### ACTIONS TO TAKE
[A] According to the summit article, how many people attended the 2022 Data & AI Summit in person?
[B] Output the passage of the summit article from "The main theme" up to and including "for everyone else.".
[C] Go on with the summit article from the point where it stops.

### SOURCE TEXT
——

Our learnings of the Data & AI Summit 2022 in San Francisco

See the source image

What is the Data & AI Summit

The Data & AI summit is the old 'Spark Summit' and has been around for many years. It's one of the biggest Data & AI conferences in the world & organized by Databricks together with a series of other partners in the Data & Analytics vendor landscape. From 27th of June until the 30th of June 2022, the Data & AI Summit took place again in-person after various virtual editions during COVID. This year it was held in San Francisco with 5000 in-person attendees being joined by more than 70000 virtual attendees.

As element61, we were invited to give three sessions at the event, two in-person and another one virtually, which you can watch (or rewatch 😉) here (free registration required though):

Aside from giving those presentations, there were of course tons of exciting announcements and other sessions being held at the event. The number of announcements was quite large so I will just list our three main takeaways of the event:

I guess we have to talk about the Lakehouse

The main theme of the event was the ‘Lakehouse’, whether it was puns made on the free merch t-shirts or the word being dropped or depicted very frequently. Databricks really wants to revolutionize the business by doing data warehousing not in a warehouse but in a data lake, and it makes a lot of sense. No duplicate data silos which cause a lot of data being sent back and forth, all teams (BI, Machine Learning, Analysts, Engineers) can work on the same data and all governance can be managed in the same place as well. The reason this has not been done previously is mainly two-fold

Data Warehousing needs some kind of ACID transactions, to be able to securely update values while keeping the data usable for everyone else.
While using Spark clusters on a data lake gives amazing results, using the data lake as a data warehouse, and bombarding it with SQL-like queries, was lacking in performance.

The first problem has been tackled for a while now by the introduction of “better” data types, mainly the Delta Lake. The second problem has been alleviated by the ongoing performance improvements of the last couple of years which has culminated in the GA release of Photon by Databricks just this week.

Both of these tracks had lots of exciting announcements this week. Delta Lake went completely open-source (compared to semi-open-source before) to try to get as much adoption as possible as the new standard data format, Photon has gone General Available and has made a lot of improvements to their computational framework.

The biggest “reveal” of the event was the performance comparison that has been made between the different Cloud data lakehouse setups that are available (most importantly comparing with Snowflake). I’ll share here the specific slides, comparison one is using the different data warehouses as a data lakehouse (basically doing AI flows on it), and comparison two is using both of them as a classical data warehouse.

——

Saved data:
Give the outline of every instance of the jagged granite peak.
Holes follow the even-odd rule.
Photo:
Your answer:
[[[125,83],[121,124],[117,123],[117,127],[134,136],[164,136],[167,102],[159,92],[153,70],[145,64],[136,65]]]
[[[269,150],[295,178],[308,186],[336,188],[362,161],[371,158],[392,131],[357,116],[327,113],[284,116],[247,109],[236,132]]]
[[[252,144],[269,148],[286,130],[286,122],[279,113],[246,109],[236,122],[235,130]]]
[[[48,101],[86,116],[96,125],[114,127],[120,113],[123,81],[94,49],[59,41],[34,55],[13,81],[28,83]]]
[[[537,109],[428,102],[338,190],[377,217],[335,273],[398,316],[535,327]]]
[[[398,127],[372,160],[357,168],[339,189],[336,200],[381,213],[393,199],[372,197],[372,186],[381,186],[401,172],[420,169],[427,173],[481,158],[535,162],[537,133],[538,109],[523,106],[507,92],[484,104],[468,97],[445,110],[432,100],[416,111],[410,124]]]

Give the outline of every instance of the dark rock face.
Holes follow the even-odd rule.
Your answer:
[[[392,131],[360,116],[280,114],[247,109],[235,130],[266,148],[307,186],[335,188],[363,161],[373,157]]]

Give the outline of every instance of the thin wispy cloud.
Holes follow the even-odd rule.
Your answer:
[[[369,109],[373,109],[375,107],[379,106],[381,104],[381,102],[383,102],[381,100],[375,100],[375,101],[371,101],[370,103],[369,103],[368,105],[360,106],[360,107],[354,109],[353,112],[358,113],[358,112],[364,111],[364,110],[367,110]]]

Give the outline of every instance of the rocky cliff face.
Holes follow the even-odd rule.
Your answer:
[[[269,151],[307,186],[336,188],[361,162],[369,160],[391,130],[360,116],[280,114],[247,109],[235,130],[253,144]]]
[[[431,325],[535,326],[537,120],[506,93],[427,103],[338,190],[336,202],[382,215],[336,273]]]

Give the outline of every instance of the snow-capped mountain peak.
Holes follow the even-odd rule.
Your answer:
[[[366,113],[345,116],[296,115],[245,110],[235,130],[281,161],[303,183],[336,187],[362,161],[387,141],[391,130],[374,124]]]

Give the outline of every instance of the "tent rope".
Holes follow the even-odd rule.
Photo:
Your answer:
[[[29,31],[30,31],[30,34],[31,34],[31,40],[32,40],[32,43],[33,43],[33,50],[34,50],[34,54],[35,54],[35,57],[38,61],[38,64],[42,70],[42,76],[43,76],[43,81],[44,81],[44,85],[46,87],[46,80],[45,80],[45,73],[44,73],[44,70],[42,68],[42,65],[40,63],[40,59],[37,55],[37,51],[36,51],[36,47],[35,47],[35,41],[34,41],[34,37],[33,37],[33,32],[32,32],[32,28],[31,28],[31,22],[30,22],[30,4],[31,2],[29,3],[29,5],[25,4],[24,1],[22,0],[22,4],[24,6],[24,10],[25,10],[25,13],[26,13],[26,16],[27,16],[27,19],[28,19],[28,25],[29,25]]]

——

### OUTPUTS IN ORDER
[A] 5000 people attended in person.

[B]
The main theme of the event was the ‘Lakehouse’, whether it was puns made on the free merch t-shirts or the word being dropped or depicted very frequently. Databricks really wants to revolutionize the business by doing data warehousing not in a warehouse but in a data lake, and it makes a lot of sense. No duplicate data silos which cause a lot of data being sent back and forth, all teams (BI, Machine Learning, Analysts, Engineers) can work on the same data and all governance can be managed in the same place as well. The reason this has not been done previously is mainly two-fold

Data Warehousing needs some kind of ACID transactions, to be able to securely update values while keeping the data usable for everyone else.

[C]
Chart, treemap chart

Description automatically generated
Lakehouse benchmark: Data & AI Summit 2022 Day 1 Morning Keynote

Chart, treemap chart

Description automatically generated
Data Warehouse Price/Performance comparison: Data & AI Summit 2022 Day 1 Morning Keynote

Databricks and Delta seem to be killing it on all fronts. This benchmark has been engaged by Databricks itself so they could have picked a situation where they are clearly better than the competition but still, because of the enormous difference it might not even matter much which situation they picked. Another more independent report is available online, comparing Delta (Databricks) vs Iceberg (Snowflake) and there again Databricks comes on top clearly. The revolution seems nearby!

Lots of exciting new releases coming up, but too soon to switch already

Where Databricks used to be your main tool to Spark-based data analysis on your data lake data, it now has evolved into a lot more than that, and it is trying to take a lot more on its plate as well. As discussed above, we are fairly confident that using Databricks as a Lakehouse (or a Warehousing tool) is production-ready but there are some other features out there that look really nice and promising, but we would not want to suddenly switch around everything we were doing in the past to make use of those.

Databricks Workflows

When Databricks introduced Workflows, basically their orchestration tool, I initially was a bit skeptical about this product because I did not understand how it would fit within the whole ecosystem of a modern data platform. When we are talking about the orchestration of a modern data platform, I would rather have all orchestration done from 1 place/tool instead of having multiple tools to handle this. Just the fact that if you do not do it in one and the same tool, you will not be able to build dependencies between the different tools, hence you will have an inefficient orchestration that depends on putting the different schedules in line with each other, instead of having them depend on a certain flow being executed before.

Having said that, I do think there is room for another orchestration tool within the data space. We really like using Airflow (augmented with Azure Data Factory as you can read about here: Azure Data Factory & Airflow: mutually exclusive or complementary?) for companies who have the need for a more complicated orchestration flow or just Azure Data Factory if the orchestration flow is relatively simple. However, to run Airflow, you need quite a lot of different components (Container, Container Registry, FileShare, PostgresDB, possibly Kubernetes) and although the product runs quite smoothly, it is one of the more complex ones out there. There is a managed Airflow being offered out there as well, but we think that one is just too expensive.

Enter Databricks Workflows, which works more like a UI tool again, comparable to Azure Data Factory. It will be fully managed by Databricks itself, and apparently, the scheduling itself will be done in the Data Plane of Databricks which means you will not need to have a cluster live to actually have your scheduling done.

Demo of Databricks Workflow: databricks.com

This all sounds great, and it is, but currently the functionalities that are present are still lacking too much. However, they seem to be putting quite a lot of focus on it, with the coming features all being added shortly:

Integration with Slack
Conditional Flows
Passing through result values

We especially look forward into trying to integrate our main ETL tool (ADF) into Databricks Workflows and see how that works before we fully explore the product in more detail. One other concern I have is how the CICD will work to get these flows into different workspaces (development vs production). I am very keen to keep on tracking this product.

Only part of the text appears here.